▸ Texte source:
※
Un point de discorde majeur a été le règlement sur la conditionnalité de l’État de droit, qui subordonnait l’accès aux fonds de l’UE au respect de l’État de droit, en particulier lorsque des violations pouvaient menacer le budget de l’Union. Malgré une forte opposition et des menaces de veto de la part de la Hongrie et de la Pologne, la Cour de justice de l’UE (CJUE) a confirmé le règlement, permettant sa mise en œuvre.
Le CFP 2021-2027 a finalement été adopté fin 2020, fixant un budget de 1 074 milliards d’euros ainsi que la création de Next Generation EU (NGEU) – un instrument de relance temporaire de 750 milliards d’euros conçu pour soutenir les États membres dans la gestion de l’impact socio-économique de la pandémie de COVID-19.
※
▸ Lignes fournies:
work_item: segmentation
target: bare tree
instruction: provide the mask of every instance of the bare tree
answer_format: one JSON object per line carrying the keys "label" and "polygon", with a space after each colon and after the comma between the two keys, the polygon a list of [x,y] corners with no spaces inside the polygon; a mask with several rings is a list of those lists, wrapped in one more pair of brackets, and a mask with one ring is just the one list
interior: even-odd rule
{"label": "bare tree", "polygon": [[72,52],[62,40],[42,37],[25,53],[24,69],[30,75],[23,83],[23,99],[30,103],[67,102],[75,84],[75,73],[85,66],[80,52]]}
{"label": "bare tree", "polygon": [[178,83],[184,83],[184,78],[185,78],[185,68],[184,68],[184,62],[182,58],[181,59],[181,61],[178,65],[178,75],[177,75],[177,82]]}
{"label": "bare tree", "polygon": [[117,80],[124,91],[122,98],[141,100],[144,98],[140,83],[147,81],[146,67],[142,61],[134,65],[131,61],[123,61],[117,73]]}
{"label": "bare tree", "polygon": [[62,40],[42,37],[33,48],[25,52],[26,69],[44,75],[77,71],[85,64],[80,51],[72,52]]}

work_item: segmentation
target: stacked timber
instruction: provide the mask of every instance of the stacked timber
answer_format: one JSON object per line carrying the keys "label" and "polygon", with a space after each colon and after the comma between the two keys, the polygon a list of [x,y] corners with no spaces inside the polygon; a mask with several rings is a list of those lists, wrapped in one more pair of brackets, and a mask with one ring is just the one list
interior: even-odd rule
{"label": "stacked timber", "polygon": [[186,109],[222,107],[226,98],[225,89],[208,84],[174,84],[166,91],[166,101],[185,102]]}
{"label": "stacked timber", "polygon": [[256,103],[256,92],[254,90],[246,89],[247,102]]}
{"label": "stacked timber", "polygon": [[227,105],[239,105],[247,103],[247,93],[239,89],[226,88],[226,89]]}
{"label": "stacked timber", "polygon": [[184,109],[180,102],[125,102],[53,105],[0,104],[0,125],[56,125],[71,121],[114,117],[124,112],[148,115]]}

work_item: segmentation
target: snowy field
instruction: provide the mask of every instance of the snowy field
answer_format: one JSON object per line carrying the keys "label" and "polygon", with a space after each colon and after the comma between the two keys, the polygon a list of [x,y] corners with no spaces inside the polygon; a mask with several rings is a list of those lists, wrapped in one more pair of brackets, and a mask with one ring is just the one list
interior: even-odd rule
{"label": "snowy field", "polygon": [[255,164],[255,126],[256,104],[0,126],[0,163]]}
※
▸ Vos tâches:
• A. D'après le texte source, quel montant le CFP 2021-2027 fixe-t-il pour le budget ?
• B. Recopiez à l'identique tout le passage du texte source allant de « Le CFP 2021-2027 » jusqu'à « pandémie de COVID-19. ».
Les lignes ne jouent aucun rôle ici.

▸ Liste des solutions:
• A. 1 074 milliards d'euros.

• B.
Le CFP 2021-2027 a finalement été adopté fin 2020, fixant un budget de 1 074 milliards d’euros ainsi que la création de Next Generation EU (NGEU) – un instrument de relance temporaire de 750 milliards d’euros conçu pour soutenir les États membres dans la gestion de l’impact socio-économique de la pandémie de COVID-19.